____ Data listing

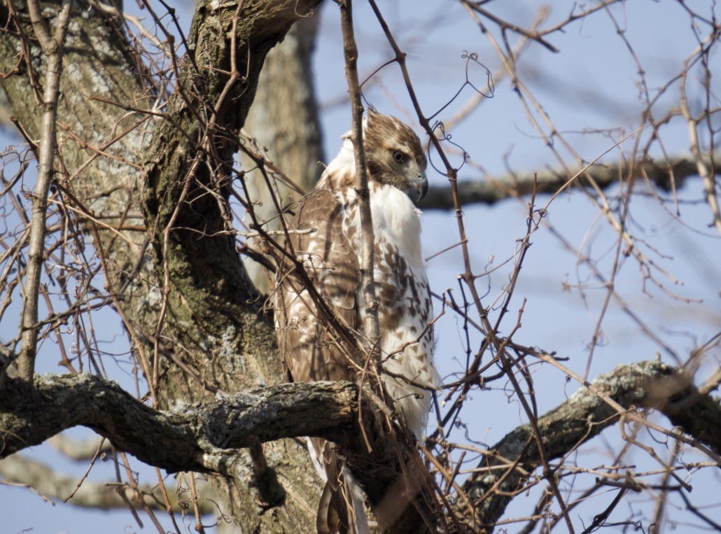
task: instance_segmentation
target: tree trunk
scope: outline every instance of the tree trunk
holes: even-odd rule
[[[120,228],[89,222],[87,227],[105,258],[107,284],[131,331],[134,356],[150,375],[149,382],[157,379],[159,408],[218,390],[231,393],[283,381],[272,322],[260,313],[234,236],[213,236],[229,222],[223,202],[200,192],[211,187],[227,195],[226,187],[216,187],[218,180],[231,176],[238,134],[265,55],[316,3],[255,3],[234,20],[238,2],[224,3],[221,9],[201,2],[188,36],[190,61],[181,67],[182,89],[164,108],[168,120],[129,112],[152,107],[164,93],[149,84],[118,19],[75,3],[58,110],[63,168],[58,183],[88,220],[112,214],[102,222]],[[56,6],[43,7],[52,25]],[[2,87],[20,125],[37,138],[40,113],[28,83],[33,77],[17,59],[21,32],[30,37],[24,43],[34,60],[35,79],[42,79],[37,75],[45,63],[32,39],[25,5],[13,3],[12,11],[17,16],[0,39],[0,71],[11,74]],[[4,25],[7,4],[0,15]],[[238,71],[249,70],[244,79],[229,83],[233,44]],[[224,89],[227,97],[220,99]],[[98,156],[99,150],[113,157]],[[208,152],[216,157],[207,157]],[[207,165],[218,172],[211,176]],[[143,226],[147,233],[137,231]],[[128,228],[133,229],[123,229]],[[234,478],[211,481],[224,501],[222,512],[243,531],[311,531],[320,486],[304,448],[285,440],[265,445],[265,452],[288,489],[285,505],[263,513],[263,496],[249,487],[262,481],[252,480],[246,450],[235,457]]]

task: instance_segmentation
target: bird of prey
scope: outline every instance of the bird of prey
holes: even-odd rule
[[[374,233],[381,382],[392,408],[420,437],[430,391],[440,383],[433,362],[433,309],[421,255],[420,211],[411,200],[420,200],[428,190],[427,160],[418,136],[394,117],[370,110],[363,135]],[[327,316],[329,311],[337,324],[359,338],[365,335],[358,179],[350,133],[342,140],[338,155],[288,224],[286,249],[299,264],[283,262],[276,275],[278,345],[295,382],[353,381],[365,363],[354,361]],[[301,265],[304,273],[298,272]],[[338,453],[319,438],[310,438],[309,449],[326,480],[319,532],[367,532],[363,491]]]

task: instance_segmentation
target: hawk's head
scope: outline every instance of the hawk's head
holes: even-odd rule
[[[395,117],[369,109],[363,121],[368,179],[420,200],[428,190],[428,161],[415,133]]]

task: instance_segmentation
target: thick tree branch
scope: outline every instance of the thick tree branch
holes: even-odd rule
[[[683,370],[660,362],[619,365],[591,383],[615,402],[632,410],[658,409],[675,426],[718,453],[721,447],[721,405],[709,395],[699,395]],[[590,388],[583,387],[537,421],[549,460],[567,455],[620,415]],[[541,459],[528,425],[506,435],[464,484],[477,505],[481,520],[491,525],[503,515],[514,491],[522,487]],[[498,469],[498,466],[508,466]],[[489,468],[496,467],[496,469]]]
[[[347,443],[357,393],[347,383],[282,384],[159,411],[93,375],[43,375],[33,391],[7,378],[0,390],[0,458],[82,425],[169,472],[232,475],[235,449],[255,438],[319,435]]]
[[[2,458],[66,428],[83,425],[107,437],[119,449],[171,472],[233,476],[237,449],[258,440],[311,435],[325,437],[349,451],[349,462],[359,481],[368,484],[373,502],[379,502],[400,473],[397,466],[392,468],[394,448],[382,432],[369,432],[374,440],[371,456],[356,442],[358,391],[347,382],[283,384],[218,395],[211,401],[167,411],[154,410],[114,383],[90,375],[43,375],[31,393],[22,383],[8,379],[0,391]],[[593,388],[629,410],[658,409],[696,440],[716,452],[721,450],[718,401],[699,393],[684,370],[658,362],[642,362],[602,375],[590,388],[582,388],[539,419],[549,459],[567,455],[618,422],[619,414]],[[366,407],[363,413],[367,429],[377,431],[372,410]],[[158,446],[164,443],[169,445]],[[513,491],[540,462],[526,425],[509,433],[492,450],[464,487],[477,501],[474,505],[487,525],[500,517]],[[509,462],[515,463],[508,472],[486,470]]]
[[[40,294],[40,272],[45,252],[45,213],[48,211],[48,192],[53,179],[55,153],[57,149],[56,120],[58,116],[58,98],[63,72],[63,55],[65,51],[65,35],[70,20],[71,0],[63,0],[58,12],[55,32],[48,33],[45,19],[40,14],[38,0],[30,0],[28,8],[30,18],[43,52],[47,56],[43,85],[43,125],[40,129],[37,153],[37,178],[32,190],[32,215],[30,218],[28,239],[27,272],[25,294],[22,298],[22,350],[17,361],[19,375],[26,381],[32,379],[35,369],[35,352],[37,348],[37,297]]]
[[[705,158],[704,161],[707,166],[712,168],[710,159]],[[572,169],[568,174],[547,169],[536,174],[528,172],[521,175],[513,173],[485,180],[459,181],[459,200],[463,205],[467,206],[477,203],[495,204],[508,198],[530,195],[534,190],[536,194],[552,195],[566,184],[570,176],[573,176],[580,169]],[[671,190],[672,180],[676,187],[680,187],[686,179],[697,176],[699,171],[694,158],[689,154],[670,158],[668,161],[624,162],[620,166],[596,164],[584,174],[593,178],[602,190],[621,181],[628,181],[630,177],[635,180],[647,180],[660,190],[669,191]],[[584,182],[575,182],[572,187],[578,187]],[[419,205],[423,210],[453,209],[451,187],[431,187]]]
[[[112,382],[95,375],[36,377],[35,389],[7,378],[0,387],[0,458],[81,425],[120,450],[169,472],[194,471],[239,476],[238,449],[284,437],[318,436],[335,442],[368,497],[379,502],[398,480],[397,443],[391,441],[372,406],[363,407],[348,382],[286,383],[215,400],[155,410]]]

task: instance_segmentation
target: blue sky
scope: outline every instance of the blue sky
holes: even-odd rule
[[[364,2],[356,4],[359,71],[369,74],[392,57],[392,51],[370,9]],[[487,7],[500,17],[519,25],[527,25],[533,19],[537,5],[535,2],[492,2]],[[551,6],[551,14],[544,24],[547,26],[562,19],[571,9],[570,2],[554,1]],[[408,53],[413,85],[426,115],[443,107],[462,85],[465,79],[464,53],[477,53],[482,63],[492,72],[497,71],[499,61],[487,40],[459,4],[447,1],[421,4],[403,0],[381,2],[381,9],[400,46]],[[350,128],[350,112],[348,105],[342,102],[347,89],[337,6],[327,2],[321,9],[321,16],[315,81],[322,105],[326,156],[329,159],[337,151],[340,135]],[[696,45],[689,30],[688,15],[678,3],[639,0],[623,6],[614,6],[609,14],[596,14],[588,19],[575,22],[565,33],[557,32],[549,37],[548,40],[559,49],[559,53],[552,53],[539,45],[531,44],[518,61],[521,79],[531,88],[556,128],[565,133],[573,149],[584,159],[590,161],[612,148],[603,159],[609,164],[617,162],[622,153],[628,153],[630,151],[632,140],[616,148],[612,147],[621,137],[641,125],[639,114],[642,109],[637,97],[638,69],[626,44],[619,38],[611,17],[625,30],[624,35],[645,71],[652,94],[681,69],[684,58]],[[183,20],[187,27],[188,18],[184,17]],[[517,37],[509,34],[509,38],[515,40]],[[715,72],[721,72],[718,68],[717,54],[712,55],[709,60],[715,67]],[[485,84],[485,71],[477,66],[474,66],[469,74],[470,80],[479,86]],[[466,87],[438,118],[449,120],[472,95],[472,89]],[[702,102],[698,90],[691,92],[691,96],[692,107]],[[422,133],[415,122],[396,66],[387,66],[377,75],[376,83],[367,90],[366,97],[382,112],[406,120]],[[677,98],[678,90],[670,90],[668,96],[663,98],[655,108],[658,115],[663,115],[668,106],[675,105]],[[609,128],[616,130],[606,131]],[[591,130],[595,133],[590,133]],[[669,153],[688,152],[688,130],[682,120],[672,121],[661,131]],[[17,142],[6,133],[0,140],[0,144]],[[484,173],[503,175],[509,166],[517,172],[528,174],[558,165],[554,155],[529,124],[508,79],[500,81],[493,98],[484,100],[477,110],[451,133],[453,141],[468,152],[470,162],[474,164],[463,168],[459,174],[463,179],[478,179],[484,177]],[[422,139],[424,135],[421,135]],[[645,130],[641,135],[648,134]],[[657,148],[652,152],[655,156],[659,153]],[[567,163],[574,163],[567,151],[562,148],[561,153]],[[460,161],[459,155],[456,154],[455,157],[455,161]],[[444,177],[433,172],[429,172],[429,179],[432,184],[441,184],[446,180]],[[674,278],[682,281],[683,285],[675,285],[670,279],[665,282],[665,289],[678,293],[676,298],[647,284],[645,289],[649,294],[645,294],[643,273],[632,258],[625,258],[622,259],[616,287],[628,306],[644,323],[653,331],[658,332],[664,343],[684,357],[695,346],[715,335],[721,325],[719,294],[721,274],[717,267],[721,264],[719,235],[707,226],[711,221],[708,208],[702,203],[694,203],[702,198],[699,180],[690,181],[679,192],[679,198],[688,201],[681,205],[680,220],[671,216],[656,200],[644,196],[642,184],[637,184],[634,187],[639,195],[634,197],[629,207],[632,219],[631,231],[642,237],[647,245],[645,252]],[[614,192],[611,190],[607,194],[612,197]],[[541,204],[547,201],[547,197],[539,199]],[[482,272],[489,264],[500,265],[513,257],[518,249],[517,239],[525,236],[526,231],[527,200],[508,200],[492,207],[469,206],[464,211],[470,238],[472,264],[476,272]],[[596,259],[601,272],[609,272],[613,261],[616,233],[599,218],[598,210],[582,194],[571,192],[558,197],[549,208],[547,221],[575,247]],[[456,221],[451,213],[425,213],[423,231],[425,255],[458,240]],[[512,311],[502,331],[508,333],[513,328],[517,310],[522,299],[526,298],[523,326],[514,339],[568,357],[570,359],[565,365],[583,374],[588,362],[588,344],[601,313],[605,292],[593,280],[588,268],[579,264],[577,256],[565,249],[548,228],[542,226],[531,241],[533,245],[511,301]],[[513,262],[509,265],[512,264]],[[428,267],[431,286],[435,292],[458,287],[456,277],[462,272],[463,264],[457,249],[432,259]],[[492,302],[501,293],[510,270],[510,267],[502,267],[479,284],[488,290],[485,304]],[[584,291],[580,290],[581,288]],[[584,293],[585,299],[582,297]],[[112,333],[119,331],[120,323],[116,318],[110,314],[99,315],[97,321],[106,329],[106,339],[116,339],[116,334]],[[439,349],[436,359],[441,371],[450,375],[461,368],[459,362],[465,358],[462,322],[459,317],[448,313],[438,326]],[[603,331],[603,342],[595,350],[590,365],[591,378],[611,370],[619,363],[653,359],[657,352],[663,352],[658,343],[631,322],[616,303],[609,307]],[[480,336],[472,333],[471,339],[472,350],[474,351],[479,346]],[[121,341],[115,342],[118,347],[123,347]],[[661,357],[672,362],[666,355],[662,354]],[[718,350],[705,361],[705,365],[699,371],[702,378],[709,369],[718,366]],[[45,370],[59,372],[52,358],[46,359]],[[121,371],[118,373],[119,375],[127,373],[127,369],[119,368],[116,370]],[[567,382],[566,376],[554,369],[534,367],[534,377],[541,411],[556,406],[578,388],[576,383]],[[496,382],[490,391],[475,391],[472,394],[472,399],[464,412],[464,421],[471,429],[469,434],[472,440],[491,445],[523,422],[521,411],[508,394],[508,384]],[[663,422],[658,418],[654,420]],[[78,431],[74,434],[87,435],[88,432]],[[459,440],[465,439],[462,432],[456,432],[454,437]],[[654,443],[648,436],[644,439]],[[588,448],[590,452],[584,453],[587,456],[579,460],[579,463],[601,465],[621,444],[617,430],[609,429],[591,444]],[[58,470],[79,476],[86,468],[84,465],[67,461],[48,446],[35,448],[24,454],[51,463]],[[665,448],[660,454],[665,458]],[[694,456],[693,453],[689,455]],[[649,469],[658,468],[641,451],[633,453],[631,458],[639,470],[647,466]],[[145,479],[152,480],[151,470],[143,471],[147,473],[143,475]],[[112,479],[113,473],[110,465],[99,465],[94,468],[91,478]],[[721,519],[721,509],[717,507],[719,499],[715,496],[720,482],[718,475],[702,472],[695,474],[692,482],[694,491],[691,498],[699,503],[717,504],[717,507],[707,509],[707,512],[717,520]],[[572,492],[572,494],[576,495]],[[596,497],[586,506],[579,507],[578,517],[575,520],[578,525],[585,522],[588,525],[593,515],[603,509],[614,494]],[[632,498],[632,507],[639,517],[653,514],[653,502],[642,502],[647,497]],[[532,493],[528,497],[518,497],[508,515],[528,513],[537,498],[537,493]],[[3,486],[0,486],[0,499],[6,503],[5,509],[12,510],[6,514],[4,520],[4,528],[9,533],[19,533],[24,529],[43,533],[140,530],[132,516],[124,510],[88,512],[61,502],[52,506],[26,489]],[[679,522],[679,525],[686,522],[697,524],[689,515],[673,507],[672,509],[672,517]],[[618,513],[619,517],[625,518],[627,510]],[[145,517],[143,519],[146,528],[142,531],[154,531],[150,522]],[[187,531],[193,531],[192,522],[187,525]],[[513,528],[510,531],[514,531]],[[682,528],[681,531],[685,530]]]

________

[Aim]: Find each line in the material above that contains the string "every", matching case exactly, and copy those lines out.

[Answer to this exercise]:
scope: outline every instance of the tree trunk
scope: outline every instance of the bird of prey
scope: outline every instance of the hawk's head
scope: outline every instance of the thick tree branch
scope: outline every instance of the blue sky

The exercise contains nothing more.